**EXERCISE BRIEF**
Reproduce every line of the material below verbatim, but leave the pictures out of your output.

* Begin TASK INPUT *

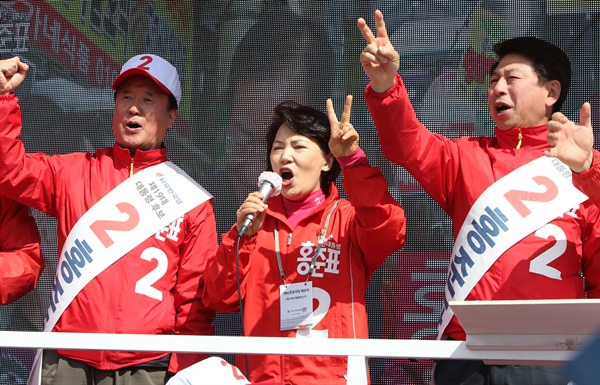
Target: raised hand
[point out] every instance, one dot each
(572, 142)
(12, 74)
(379, 58)
(344, 138)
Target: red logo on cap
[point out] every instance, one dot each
(145, 64)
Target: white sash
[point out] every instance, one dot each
(133, 211)
(507, 211)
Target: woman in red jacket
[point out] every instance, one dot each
(305, 261)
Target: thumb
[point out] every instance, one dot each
(585, 115)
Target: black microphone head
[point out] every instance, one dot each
(274, 179)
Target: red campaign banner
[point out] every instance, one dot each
(412, 295)
(28, 25)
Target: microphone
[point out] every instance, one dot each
(269, 184)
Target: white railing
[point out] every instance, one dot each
(357, 350)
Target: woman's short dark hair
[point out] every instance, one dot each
(306, 121)
(549, 62)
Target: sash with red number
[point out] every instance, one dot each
(501, 217)
(124, 218)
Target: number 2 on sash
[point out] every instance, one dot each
(517, 197)
(101, 226)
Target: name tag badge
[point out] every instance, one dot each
(295, 302)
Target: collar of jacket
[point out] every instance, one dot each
(535, 136)
(141, 159)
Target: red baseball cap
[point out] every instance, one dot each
(156, 68)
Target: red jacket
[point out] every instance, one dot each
(365, 230)
(589, 181)
(21, 261)
(65, 187)
(455, 172)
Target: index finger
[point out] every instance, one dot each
(347, 108)
(380, 25)
(365, 31)
(331, 113)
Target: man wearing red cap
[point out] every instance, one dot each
(134, 231)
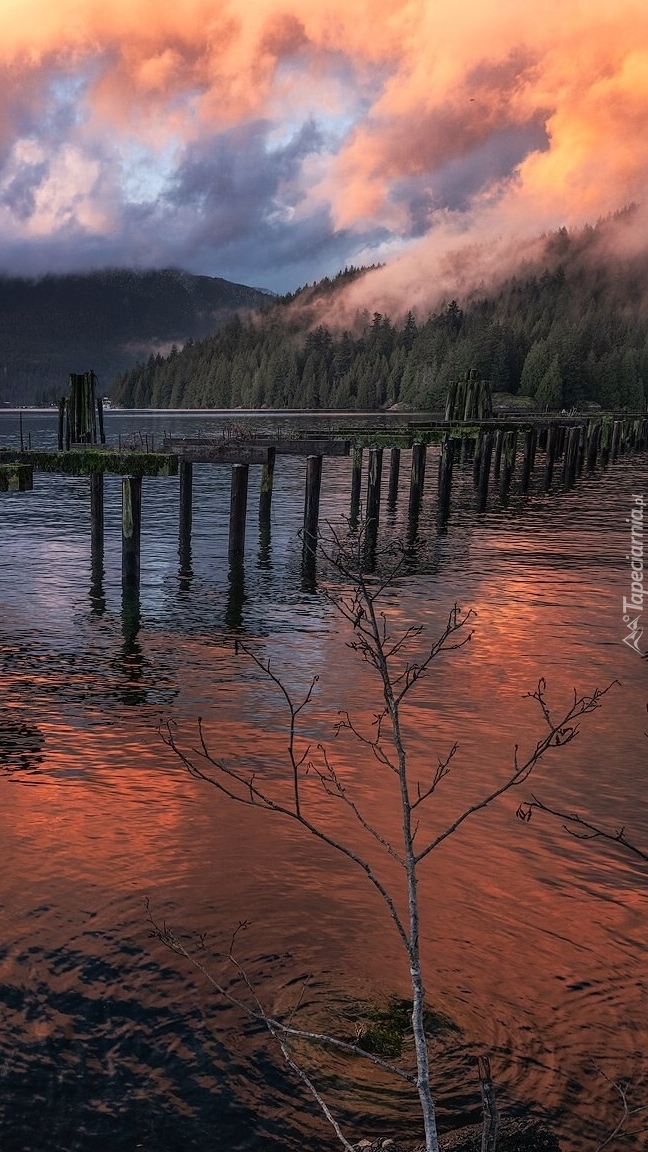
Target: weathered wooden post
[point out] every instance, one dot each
(311, 503)
(394, 472)
(62, 403)
(528, 459)
(605, 442)
(498, 446)
(235, 589)
(130, 531)
(97, 514)
(580, 449)
(186, 512)
(417, 479)
(569, 462)
(355, 484)
(593, 442)
(484, 472)
(509, 464)
(374, 486)
(266, 484)
(477, 457)
(446, 460)
(238, 512)
(550, 456)
(100, 419)
(373, 513)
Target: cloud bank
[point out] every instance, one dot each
(274, 141)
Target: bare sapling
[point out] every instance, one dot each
(399, 666)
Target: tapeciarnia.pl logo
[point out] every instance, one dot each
(633, 607)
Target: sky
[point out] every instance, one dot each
(273, 142)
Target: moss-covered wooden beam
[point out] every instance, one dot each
(90, 461)
(16, 477)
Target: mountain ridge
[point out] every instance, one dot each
(105, 321)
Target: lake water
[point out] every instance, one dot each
(534, 942)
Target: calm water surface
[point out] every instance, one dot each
(534, 942)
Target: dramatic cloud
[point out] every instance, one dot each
(274, 141)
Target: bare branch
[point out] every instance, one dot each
(559, 733)
(171, 940)
(580, 828)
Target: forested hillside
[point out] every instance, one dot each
(105, 320)
(571, 328)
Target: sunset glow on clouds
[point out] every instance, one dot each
(272, 142)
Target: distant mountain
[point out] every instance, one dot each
(104, 320)
(566, 330)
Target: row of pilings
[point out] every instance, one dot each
(81, 412)
(497, 453)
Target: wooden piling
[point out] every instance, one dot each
(528, 459)
(61, 422)
(311, 502)
(569, 457)
(374, 487)
(266, 484)
(186, 513)
(550, 456)
(355, 484)
(446, 461)
(507, 463)
(97, 514)
(484, 472)
(238, 512)
(100, 419)
(477, 459)
(616, 440)
(498, 446)
(605, 441)
(394, 472)
(130, 531)
(416, 479)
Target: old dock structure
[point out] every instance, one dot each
(496, 451)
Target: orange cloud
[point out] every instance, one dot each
(491, 121)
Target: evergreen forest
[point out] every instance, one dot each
(570, 330)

* End TASK INPUT *

**WRITTEN RESPONSE**
Target: raised hand
[point out] every instance, one dot each
(572, 142)
(12, 74)
(379, 58)
(344, 138)
Target: red logo on cap
[point out] every instance, one dot each
(145, 64)
Target: white sash
[point out] every instance, one dot each
(133, 211)
(507, 211)
Target: woman in red jacket
[point out] every instance, one dot each
(305, 261)
Target: thumb
[point out] every instance, one dot each
(585, 115)
Target: black microphone head
[point out] every instance, one dot each
(274, 179)
Target: red campaign banner
[point out] every instance, one dot each
(412, 295)
(28, 25)
Target: microphone
[point out] every instance, one dot each
(269, 184)
Target: white railing
[point out] every instance, one dot each
(357, 350)
Target: woman's short dark hair
[point out] every instance, one dot each
(306, 121)
(549, 62)
Target: sash with red number
[point out] every instance, one dot each
(501, 217)
(124, 218)
Target: number 2 on sash
[point out] every instance, one dot each
(517, 197)
(101, 226)
Target: name tag badge
[point out] every instance, one dot each
(295, 302)
Target: collar of jacket
[point out] every instance, one dot each
(535, 136)
(141, 159)
Target: red baseball cap
[point out] every instance, one dot each
(156, 68)
Target: red jacket
[point out] every instance, one dot each
(365, 230)
(589, 181)
(21, 261)
(65, 187)
(455, 172)
Target: index finger
[point out] every instance, one dot each
(347, 108)
(380, 25)
(365, 31)
(331, 113)
Target: man wearing red cap
[point out] every instance, one dot each
(134, 231)
Target: weathered wooden post
[point out] every instance, one dot each
(311, 503)
(394, 472)
(62, 403)
(528, 459)
(605, 442)
(498, 446)
(235, 589)
(130, 531)
(97, 514)
(580, 449)
(186, 512)
(417, 479)
(569, 462)
(355, 484)
(593, 442)
(484, 472)
(509, 464)
(374, 486)
(266, 484)
(477, 457)
(446, 460)
(238, 512)
(550, 456)
(100, 419)
(373, 513)
Target: cloud bank
[point out] every instance, one dot each
(274, 141)
Target: bare sapling
[point out] every instance, one dot each
(399, 666)
Target: tapeciarnia.pl logo
[point out] every instance, one dot each
(633, 607)
Target: sky
[point out] every instance, one dot each
(273, 142)
Target: moss-covered wooden beam
[point out] every instance, one dot each
(90, 461)
(16, 477)
Target: mountain ridge
[point out] every instance, one dot each
(105, 321)
Target: lake water
[point out] every instance, one dot each
(534, 942)
Target: calm water surface
[point out] every instance, one dot each
(534, 942)
Target: dramatic cloud
[point out] every instance, one dot each
(274, 141)
Target: bare branch
[point out] every instance, one dot each
(559, 733)
(171, 940)
(580, 828)
Target: forested hillside
[point out] every instance, one dot each
(105, 320)
(571, 328)
Target: sunset glow on clouds
[point out] every instance, one dot each
(272, 142)
Target: distant mountain
[point out] every instance, one dot each
(104, 320)
(566, 330)
Target: row of pilings
[point out] every instance, one dot each
(81, 412)
(497, 453)
Target: wooden piling
[point out] every instance, one dot each
(528, 459)
(61, 422)
(311, 502)
(569, 457)
(374, 487)
(266, 484)
(186, 513)
(550, 456)
(355, 484)
(446, 461)
(507, 463)
(97, 514)
(484, 472)
(238, 512)
(100, 419)
(477, 459)
(616, 440)
(498, 446)
(605, 441)
(394, 472)
(130, 531)
(416, 479)
Target: old dock structure
[point out] every instance, one dot each
(496, 451)
Target: orange cloud
[point out] every instance, one dot each
(491, 121)
Target: evergreen forest
[point out] every instance, one dot each
(570, 330)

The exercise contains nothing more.